EXTRAIT CHOISI:

Des représentants du ministère russe de la Défense auraient signé un contrat avec des responsables iraniens, le 13 décembre dernier à Téhéran, pour le Fath-360 et pour un autre système de missiles balistiques construit par l’Organisation des industries aérospatiales (AIO), propriété du gouvernement iranien, appelé Ababil, ont déclaré les deux responsables des services de renseignement, qui ont demandé à conserver l’anonymat compte-tenu de la sensibilité du sujet.
Citant de multiples sources des services de renseignements – qui sont restées confidentielles – les officiels ont déclaré que des militaires russes s’étaient rendu en Iran pour y apprendre à utiliser le système de défense antiaérienne Fath-360, qui lance des missiles d’une portée maximale de 120 kilomètres. Ils sont dotés d’une ogive de 150 kilogrammes. L’une des sources a précisé que « la seule étape possible » après la formation serait la livraison effective des missiles à la Russie.
Moscou possède ses propres missiles balistiques, mais des approvisionnements en Fath-360 pourraient permettre à la Russie d’utiliser une plus grande partie de son arsenal pour viser des cibles situées au-delà de la ligne de front, tout en employant des ogives iraniennes pour des cibles à plus courte portée, a déclaré un expert militaire.
Un porte-parole du Conseil national de sécurité américain a déclaré que les États-Unis, leurs alliés de l’OTAN et leurs partenaires du G7 « sont prêts à apporter une réponse rapide et sévère si l’Iran devait procéder à de tels transferts ».
Cela « représenterait une escalade spectaculaire dans le soutien apporté par l’Iran à la guerre d’agression menée par la Russie à l’encontre de l’Ukraine », a déclaré le porte-parole. « La Maison Blanche a mis en garde à maintes reprises contre le renforcement du partenariat sécuritaire entre la Russie et l’Iran, et ce depuis le début de l’invasion massive de l’Ukraine par la Russie.
Le ministère russe de la Défense n’a pas répondu à une demande de commentaire.
La mission permanente de l’Iran aux Nations unies à New York a fait savoir dans un communiqué que la république islamique avait forgé un partenariat stratégique à long-terme avec la Russie dans divers domaines, y compris dans celui de la coopération militaire.
« Néanmoins, d’un point de vue éthique, l’Iran s’abstient de transférer toute arme, y compris des missiles, qui pourrait potentiellement être utilisée dans le conflit avec l’Ukraine jusqu’à ce qu’il soit terminé », a ajouté la mission.
La Maison Blanche n’a pas voulu confirmer que l’Iran formait du personnel militaire russe au Fath-360 ou que le pays se préparait à expédier ces armes à la Russie pour qu’elles soient utilisées contre l’Ukraine.

ACTIVITÉS:
A) Reproduisez le passage de l'extrait choisi qui va de "Citant de multiples" jusqu'à "un expert militaire." inclus.
B) Répondez à ces questions sur l'extrait choisi :
(i) À quelle date et dans quelle ville le contrat aurait-il été signé ?
(ii) Quelle est la portée maximale des missiles lancés par le Fath-360 ?
(iii) Dans quelle ville se trouve la mission permanente de l'Iran aux Nations unies ?
C) Quels pays l'extrait choisi désigne-t-il par leur nom ? Citez-les tous.

Données enregistrées

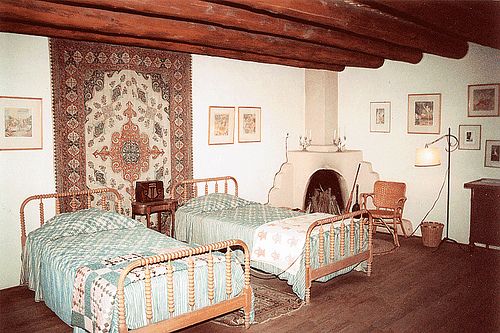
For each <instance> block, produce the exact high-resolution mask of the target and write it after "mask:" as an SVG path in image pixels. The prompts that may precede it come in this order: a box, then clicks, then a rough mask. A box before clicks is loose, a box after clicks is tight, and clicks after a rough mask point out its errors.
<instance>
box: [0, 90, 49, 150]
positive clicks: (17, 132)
mask: <svg viewBox="0 0 500 333" xmlns="http://www.w3.org/2000/svg"><path fill="white" fill-rule="evenodd" d="M24 149H29V150H32V149H42V99H41V98H33V97H8V96H0V150H24Z"/></svg>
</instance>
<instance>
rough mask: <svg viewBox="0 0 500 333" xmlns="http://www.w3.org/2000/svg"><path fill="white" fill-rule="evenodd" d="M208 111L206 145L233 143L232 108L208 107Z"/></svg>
mask: <svg viewBox="0 0 500 333" xmlns="http://www.w3.org/2000/svg"><path fill="white" fill-rule="evenodd" d="M208 109H209V111H208V144H209V145H223V144H232V143H234V113H235V110H236V108H235V107H234V106H210V107H209V108H208Z"/></svg>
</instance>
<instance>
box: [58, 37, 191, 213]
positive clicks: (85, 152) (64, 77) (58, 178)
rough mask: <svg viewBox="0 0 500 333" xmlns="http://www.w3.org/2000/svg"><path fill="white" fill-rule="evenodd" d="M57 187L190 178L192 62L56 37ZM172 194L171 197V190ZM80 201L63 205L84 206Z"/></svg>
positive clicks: (112, 186) (69, 189)
mask: <svg viewBox="0 0 500 333" xmlns="http://www.w3.org/2000/svg"><path fill="white" fill-rule="evenodd" d="M50 47H51V51H50V54H51V62H52V68H51V71H52V85H53V113H54V141H55V145H54V149H55V154H54V155H55V171H56V189H57V191H58V192H62V191H78V190H83V189H86V188H96V187H104V186H109V187H112V188H116V189H118V190H119V191H120V193H121V194H122V195H123V196H124V208H125V209H126V212H128V213H129V211H130V203H131V201H132V200H133V197H134V183H135V181H137V180H152V179H156V180H162V181H163V182H164V184H165V187H166V190H167V191H168V190H169V188H170V185H171V183H173V182H176V181H180V180H183V179H186V178H191V177H192V110H191V56H190V55H188V54H181V53H175V52H168V51H160V50H149V49H142V48H135V47H126V46H118V45H109V44H100V43H88V42H78V41H70V40H64V39H51V40H50ZM167 193H168V192H167ZM79 204H80V203H79V202H71V203H65V205H66V209H68V208H69V207H67V205H72V206H79Z"/></svg>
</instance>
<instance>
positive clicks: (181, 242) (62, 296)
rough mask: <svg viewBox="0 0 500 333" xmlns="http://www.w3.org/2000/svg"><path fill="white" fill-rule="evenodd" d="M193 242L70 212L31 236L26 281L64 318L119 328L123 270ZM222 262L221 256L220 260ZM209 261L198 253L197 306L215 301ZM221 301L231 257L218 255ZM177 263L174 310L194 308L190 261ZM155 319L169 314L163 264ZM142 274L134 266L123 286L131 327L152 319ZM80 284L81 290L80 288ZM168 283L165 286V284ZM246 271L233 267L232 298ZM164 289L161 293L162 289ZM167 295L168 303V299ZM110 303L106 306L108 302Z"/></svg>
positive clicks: (106, 215) (94, 326)
mask: <svg viewBox="0 0 500 333" xmlns="http://www.w3.org/2000/svg"><path fill="white" fill-rule="evenodd" d="M186 246H188V245H187V244H186V243H183V242H179V241H177V240H174V239H172V238H169V237H166V236H164V235H162V234H160V233H158V232H156V231H153V230H151V229H148V228H146V227H145V226H144V225H143V224H142V223H140V222H138V221H135V220H133V219H130V218H128V217H125V216H122V215H119V214H116V213H109V212H103V211H100V210H99V209H95V208H91V209H87V210H81V211H78V212H74V213H64V214H60V215H58V216H56V217H55V218H53V219H51V220H49V221H47V222H46V223H45V224H44V225H43V226H42V227H41V228H39V229H36V230H35V231H33V232H31V233H30V234H29V235H28V238H27V241H26V246H25V249H24V252H23V266H22V267H23V268H22V282H26V283H28V286H29V287H30V289H32V290H34V291H35V299H36V300H44V301H45V303H46V305H47V306H48V307H49V308H51V309H52V310H53V311H54V312H55V313H56V314H57V315H58V316H59V317H60V318H61V319H62V320H63V321H64V322H66V323H67V324H68V325H71V326H73V327H74V328H75V331H79V330H78V328H79V327H81V328H84V329H86V330H88V331H90V332H116V331H117V315H116V313H117V310H116V302H115V297H114V296H115V294H116V282H117V280H118V276H119V273H120V272H121V270H122V269H123V268H124V267H125V266H126V265H128V264H129V263H130V262H131V261H133V260H135V259H138V258H140V257H146V256H150V255H153V254H159V253H165V252H169V251H174V250H178V249H180V248H183V247H186ZM221 260H223V259H221ZM205 262H206V260H205V259H204V258H203V257H196V260H195V264H196V268H195V281H196V283H195V307H196V308H200V307H203V306H206V305H209V300H208V293H207V289H208V286H207V283H199V281H206V280H207V279H206V277H207V267H206V263H205ZM214 263H215V264H214V275H215V277H216V279H215V281H216V286H215V301H216V302H218V301H221V300H224V299H225V298H226V295H225V277H224V276H225V263H222V262H219V260H214ZM172 264H173V267H174V291H175V293H174V299H175V311H174V314H173V315H179V314H181V313H185V312H188V311H189V306H188V299H187V292H186V291H187V290H188V289H187V288H188V286H187V281H188V278H187V264H186V262H183V261H174V262H172ZM151 268H152V269H153V274H152V286H153V290H155V292H154V294H153V318H154V320H155V321H159V320H163V319H167V318H168V316H169V313H168V309H167V302H165V301H164V300H165V299H166V296H167V290H166V276H165V267H164V266H161V265H158V267H153V266H151ZM143 277H144V272H143V271H142V270H137V271H134V274H133V275H130V274H129V276H128V279H127V281H126V287H125V300H126V304H125V307H126V312H127V325H128V327H129V328H131V329H133V328H137V327H141V326H144V325H146V319H145V315H144V314H145V311H144V309H145V304H144V303H145V300H144V292H145V288H144V281H143ZM217 277H219V278H217ZM74 286H76V289H75V288H74ZM162 286H163V288H162ZM243 286H244V274H243V270H242V269H241V267H240V265H239V264H237V263H233V265H232V287H233V296H234V295H237V294H239V293H240V292H241V290H242V288H243ZM156 290H158V292H156ZM162 300H163V301H162ZM106 304H107V305H106Z"/></svg>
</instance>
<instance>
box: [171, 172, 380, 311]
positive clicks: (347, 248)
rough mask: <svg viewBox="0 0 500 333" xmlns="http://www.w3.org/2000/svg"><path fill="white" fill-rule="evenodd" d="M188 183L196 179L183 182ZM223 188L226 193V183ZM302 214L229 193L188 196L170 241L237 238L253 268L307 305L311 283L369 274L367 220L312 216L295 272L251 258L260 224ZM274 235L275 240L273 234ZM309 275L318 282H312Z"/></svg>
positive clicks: (279, 251) (309, 275) (281, 219)
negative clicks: (330, 279) (354, 269)
mask: <svg viewBox="0 0 500 333" xmlns="http://www.w3.org/2000/svg"><path fill="white" fill-rule="evenodd" d="M229 178H232V177H229ZM221 179H224V178H222V177H221ZM193 181H196V180H190V181H187V182H191V183H192V182H193ZM202 181H206V179H204V180H202ZM190 186H194V185H190ZM206 188H208V187H207V186H206ZM225 188H226V191H225V192H227V185H226V186H225ZM302 215H306V214H305V213H303V212H298V211H293V210H290V209H287V208H279V207H271V206H269V205H265V204H260V203H256V202H252V201H247V200H244V199H242V198H239V197H237V196H235V195H231V194H228V193H205V195H203V196H199V197H194V198H191V199H190V200H188V201H187V202H185V203H184V204H183V205H182V206H181V207H180V208H178V210H177V211H176V216H175V221H176V225H175V238H176V239H179V240H182V241H187V242H190V243H195V244H208V243H211V242H217V241H220V240H223V239H231V238H235V237H236V238H238V239H241V240H243V241H244V242H245V243H246V244H247V245H248V247H249V249H250V253H251V254H252V256H251V266H252V267H253V268H256V269H259V270H262V271H264V272H267V273H272V274H275V275H277V276H278V277H279V278H281V279H285V280H287V282H288V284H290V285H291V286H292V289H293V291H294V292H295V293H296V294H297V296H299V297H300V298H301V299H305V300H306V302H308V293H309V290H308V289H309V288H310V284H311V280H318V281H327V280H329V279H331V278H333V277H335V276H338V275H341V274H344V273H346V272H349V271H351V270H352V269H357V270H363V271H367V272H368V274H369V273H370V269H371V267H370V265H371V259H372V254H371V233H369V228H370V225H371V218H368V217H366V218H363V219H360V218H354V216H355V215H356V214H347V215H341V216H333V215H329V214H316V218H314V217H313V216H312V217H311V218H312V219H311V221H315V220H317V221H319V223H317V227H316V228H314V226H311V234H310V237H309V238H308V240H307V241H306V243H307V242H309V247H310V255H308V256H307V257H306V246H304V247H303V251H302V255H301V256H300V257H299V258H297V259H296V260H298V261H300V264H299V266H298V271H295V272H290V271H289V270H286V269H283V268H282V267H277V266H276V265H273V264H270V263H269V262H264V261H260V260H259V258H258V257H257V256H255V255H254V254H255V249H253V245H254V240H255V239H258V238H256V237H257V236H256V233H258V232H259V230H261V228H262V226H264V225H266V224H277V223H282V222H287V220H291V219H295V218H297V217H299V216H302ZM309 223H311V222H309ZM285 228H286V227H285ZM330 228H331V229H330ZM313 229H314V230H313ZM331 235H333V239H331ZM304 236H305V235H304ZM275 237H277V238H279V237H280V236H279V235H275ZM287 246H289V245H287V244H284V246H283V247H282V249H281V251H276V252H278V253H277V255H279V252H284V251H285V250H286V247H287ZM306 262H308V265H306ZM327 265H333V266H335V267H333V268H332V270H331V271H330V272H328V273H327V274H325V275H321V274H319V276H316V275H315V274H313V273H311V272H312V270H314V269H318V268H320V267H323V266H327ZM308 267H309V268H308ZM312 277H317V278H314V279H312Z"/></svg>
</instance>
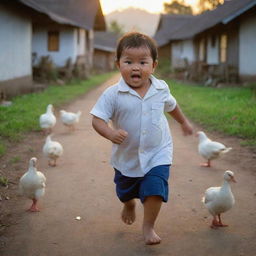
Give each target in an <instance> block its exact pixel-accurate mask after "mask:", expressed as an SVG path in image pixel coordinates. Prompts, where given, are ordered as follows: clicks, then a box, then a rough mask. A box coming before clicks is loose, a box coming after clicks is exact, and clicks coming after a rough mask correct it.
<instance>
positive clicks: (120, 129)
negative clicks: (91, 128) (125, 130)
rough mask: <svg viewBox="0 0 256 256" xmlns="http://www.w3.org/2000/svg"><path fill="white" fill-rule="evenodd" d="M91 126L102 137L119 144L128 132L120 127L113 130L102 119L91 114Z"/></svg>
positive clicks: (123, 139)
mask: <svg viewBox="0 0 256 256" xmlns="http://www.w3.org/2000/svg"><path fill="white" fill-rule="evenodd" d="M92 126H93V128H94V129H95V130H96V131H97V132H98V133H99V134H100V135H101V136H103V137H104V138H106V139H108V140H110V141H112V142H113V143H115V144H121V143H122V142H123V141H124V139H125V138H126V137H127V136H128V133H127V132H126V131H124V130H122V129H119V130H114V129H112V128H111V127H109V125H108V124H107V123H106V122H105V121H104V120H102V119H100V118H98V117H96V116H93V118H92Z"/></svg>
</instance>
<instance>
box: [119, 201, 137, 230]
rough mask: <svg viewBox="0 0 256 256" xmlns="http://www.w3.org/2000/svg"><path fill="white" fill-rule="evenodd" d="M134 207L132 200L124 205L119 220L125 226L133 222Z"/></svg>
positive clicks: (127, 202)
mask: <svg viewBox="0 0 256 256" xmlns="http://www.w3.org/2000/svg"><path fill="white" fill-rule="evenodd" d="M135 205H136V204H135V201H134V200H130V201H128V202H125V203H124V207H123V210H122V214H121V218H122V220H123V222H124V223H125V224H127V225H131V224H132V223H133V222H134V221H135Z"/></svg>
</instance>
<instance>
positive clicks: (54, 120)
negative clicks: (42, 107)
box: [39, 104, 56, 134]
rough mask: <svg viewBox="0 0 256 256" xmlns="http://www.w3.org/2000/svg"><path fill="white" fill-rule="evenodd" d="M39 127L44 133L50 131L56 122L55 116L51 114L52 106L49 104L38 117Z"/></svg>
mask: <svg viewBox="0 0 256 256" xmlns="http://www.w3.org/2000/svg"><path fill="white" fill-rule="evenodd" d="M39 124H40V127H41V128H42V129H43V131H44V133H45V134H48V133H51V132H52V128H53V127H54V125H55V124H56V117H55V115H54V114H53V106H52V104H49V105H48V106H47V109H46V113H44V114H42V115H41V116H40V118H39Z"/></svg>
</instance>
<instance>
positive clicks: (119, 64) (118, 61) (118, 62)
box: [115, 60, 120, 69]
mask: <svg viewBox="0 0 256 256" xmlns="http://www.w3.org/2000/svg"><path fill="white" fill-rule="evenodd" d="M115 64H116V67H117V68H118V69H119V68H120V64H119V61H118V60H115Z"/></svg>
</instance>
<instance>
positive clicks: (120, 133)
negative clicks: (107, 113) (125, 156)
mask: <svg viewBox="0 0 256 256" xmlns="http://www.w3.org/2000/svg"><path fill="white" fill-rule="evenodd" d="M127 136H128V132H126V131H124V130H122V129H119V130H113V132H112V134H111V137H110V140H111V141H112V142H113V143H115V144H121V143H122V142H123V141H124V140H125V138H126V137H127Z"/></svg>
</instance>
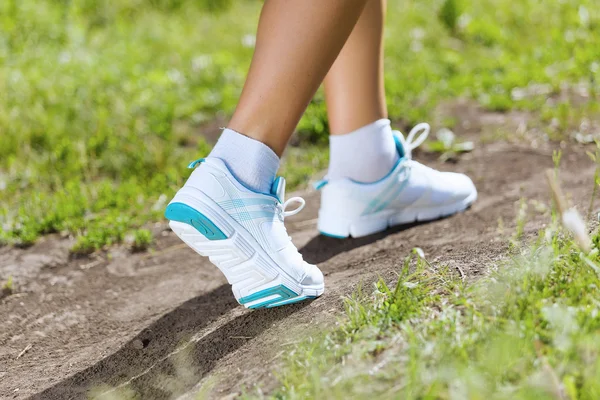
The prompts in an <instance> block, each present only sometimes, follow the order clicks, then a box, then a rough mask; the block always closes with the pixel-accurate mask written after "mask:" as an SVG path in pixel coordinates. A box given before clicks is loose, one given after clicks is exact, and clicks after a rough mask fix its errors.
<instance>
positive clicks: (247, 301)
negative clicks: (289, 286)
mask: <svg viewBox="0 0 600 400" xmlns="http://www.w3.org/2000/svg"><path fill="white" fill-rule="evenodd" d="M274 295H278V296H279V297H276V298H274V299H269V300H266V301H263V302H262V303H258V304H253V305H251V306H248V308H263V307H267V306H269V305H270V304H275V303H279V302H281V301H284V300H288V299H292V298H296V297H298V294H297V293H296V292H294V291H293V290H290V289H288V288H287V287H285V286H284V285H277V286H273V287H271V288H268V289H264V290H261V291H258V292H256V293H252V294H251V295H249V296H245V297H242V298H241V299H240V300H239V302H240V304H248V303H251V302H253V301H257V300H260V299H264V298H266V297H270V296H274Z"/></svg>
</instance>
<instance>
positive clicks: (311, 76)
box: [229, 0, 367, 156]
mask: <svg viewBox="0 0 600 400" xmlns="http://www.w3.org/2000/svg"><path fill="white" fill-rule="evenodd" d="M365 3H367V0H327V1H322V0H267V1H266V2H265V4H264V6H263V10H262V13H261V17H260V22H259V27H258V33H257V38H256V39H257V40H256V49H255V52H254V57H253V59H252V64H251V66H250V71H249V73H248V77H247V80H246V84H245V85H244V89H243V91H242V95H241V98H240V101H239V103H238V107H237V109H236V111H235V113H234V115H233V117H232V119H231V122H230V123H229V128H231V129H233V130H235V131H237V132H240V133H243V134H244V135H247V136H249V137H251V138H253V139H256V140H258V141H260V142H263V143H265V144H266V145H267V146H269V147H271V149H273V150H274V151H275V153H276V154H277V155H278V156H281V154H282V153H283V150H284V148H285V146H286V144H287V142H288V140H289V138H290V136H291V135H292V133H293V131H294V129H295V128H296V125H297V124H298V121H299V120H300V117H301V116H302V114H303V113H304V111H305V109H306V107H307V106H308V103H309V102H310V99H311V98H312V96H313V95H314V93H315V91H316V90H317V88H318V87H319V85H320V84H321V82H322V81H323V79H324V77H325V75H326V74H327V71H328V70H329V69H330V67H331V65H332V64H333V62H334V61H335V59H336V57H337V56H338V54H339V52H340V50H341V49H342V47H343V46H344V43H345V42H346V39H347V38H348V36H349V35H350V33H351V32H352V29H353V27H354V25H355V24H356V21H357V20H358V18H359V17H360V15H361V13H362V11H363V9H364V6H365Z"/></svg>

PROBLÈMES RÉSOLUS:
A)
Citant de multiples sources des services de renseignements – qui sont restées confidentielles – les officiels ont déclaré que des militaires russes s’étaient rendu en Iran pour y apprendre à utiliser le système de défense antiaérienne Fath-360, qui lance des missiles d’une portée maximale de 120 kilomètres. Ils sont dotés d’une ogive de 150 kilogrammes. L’une des sources a précisé que « la seule étape possible » après la formation serait la livraison effective des missiles à la Russie.
Moscou possède ses propres missiles balistiques, mais des approvisionnements en Fath-360 pourraient permettre à la Russie d’utiliser une plus grande partie de son arsenal pour viser des cibles situées au-delà de la ligne de front, tout en employant des ogives iraniennes pour des cibles à plus courte portée, a déclaré un expert militaire.

B)
(i) Le 13 décembre, à Téhéran.
(ii) 120 kilomètres.
(iii) À New York.

C) L'Iran, la Russie, les États-Unis et l'Ukraine.